Paying a bit more for your cartridge pad will make it more likely that you’ll be buying properly treated paper. For a reasonably priced but good quality cartridge I’d recommend Daler-Rowney’s Heavyweight Cartridge pads which are available in fine, medium or coarse grain. They are internally sized and can take a great deal of rubbing out without damaging the paper surface. The Daler pads are made from 220 gsm paper, which is more durable than a thinner sheet and less likely to crease. If you want something even thicker there’s a more expensive and cartridge brand called Snowdon which weighs 300 gsm in weight and is sold only by the sheet.

I used to draw onto cartridge paper, but have now switched to a brand of fine art paper called Stonehenge which is made by an American company called Legion. It’s sold in the UK only by Jacksons and is an archival cotton fibre paper. I decided on a cotton paper rather than a typical drawing paper made from wood pulp, because even treated wood pulp will discolour eventually especially if the paper is hung in strong sunlight.

++++++++++++++++++++

_Exercise task 1_: According to the passage on drawing paper, why did the writer choose a cotton paper instead of a typical drawing paper made from wood pulp?

++++++++++++++++++++

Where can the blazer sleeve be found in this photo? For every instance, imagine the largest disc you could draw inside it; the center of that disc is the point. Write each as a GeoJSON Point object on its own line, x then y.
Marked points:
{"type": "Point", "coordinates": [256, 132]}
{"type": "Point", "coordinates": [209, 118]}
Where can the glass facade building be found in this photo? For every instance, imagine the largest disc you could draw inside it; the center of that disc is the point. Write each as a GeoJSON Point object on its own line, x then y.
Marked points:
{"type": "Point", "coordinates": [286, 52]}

++++++++++++++++++++

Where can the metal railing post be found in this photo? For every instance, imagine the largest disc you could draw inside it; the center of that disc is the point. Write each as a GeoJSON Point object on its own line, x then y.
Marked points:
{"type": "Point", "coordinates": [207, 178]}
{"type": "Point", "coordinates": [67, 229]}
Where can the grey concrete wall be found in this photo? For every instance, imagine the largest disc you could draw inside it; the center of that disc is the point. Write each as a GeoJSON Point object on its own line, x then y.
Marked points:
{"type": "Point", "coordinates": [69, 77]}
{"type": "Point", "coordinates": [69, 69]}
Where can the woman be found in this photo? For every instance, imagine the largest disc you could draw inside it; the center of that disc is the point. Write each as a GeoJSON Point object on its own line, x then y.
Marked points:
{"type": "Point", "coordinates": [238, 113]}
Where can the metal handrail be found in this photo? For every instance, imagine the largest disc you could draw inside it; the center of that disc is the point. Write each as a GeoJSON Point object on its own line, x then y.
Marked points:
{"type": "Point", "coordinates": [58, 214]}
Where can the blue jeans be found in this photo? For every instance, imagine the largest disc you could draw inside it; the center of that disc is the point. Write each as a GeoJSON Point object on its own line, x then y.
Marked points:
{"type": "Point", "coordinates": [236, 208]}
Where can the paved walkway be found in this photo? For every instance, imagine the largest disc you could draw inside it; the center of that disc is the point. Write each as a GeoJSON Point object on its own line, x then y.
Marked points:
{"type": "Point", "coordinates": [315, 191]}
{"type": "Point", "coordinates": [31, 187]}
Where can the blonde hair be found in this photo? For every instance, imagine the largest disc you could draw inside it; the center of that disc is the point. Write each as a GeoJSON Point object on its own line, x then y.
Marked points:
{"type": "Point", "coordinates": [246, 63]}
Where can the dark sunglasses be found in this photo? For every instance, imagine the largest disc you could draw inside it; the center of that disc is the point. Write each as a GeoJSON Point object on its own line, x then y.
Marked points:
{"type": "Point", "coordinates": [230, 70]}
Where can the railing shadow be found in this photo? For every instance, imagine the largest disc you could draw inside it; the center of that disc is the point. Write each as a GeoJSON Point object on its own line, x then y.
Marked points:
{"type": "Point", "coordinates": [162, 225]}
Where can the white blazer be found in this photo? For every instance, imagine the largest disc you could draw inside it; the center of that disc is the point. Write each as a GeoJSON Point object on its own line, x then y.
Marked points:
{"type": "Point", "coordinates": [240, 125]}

++++++++++++++++++++

_Exercise task 2_: Report how many lines of the records contain the word "metal", where case counts. Give only the number.

_Exercise result 1_: The writer chose a cotton paper because even treated wood pulp will eventually discolor, especially if the paper hangs in strong sunlight.

_Exercise result 2_: 2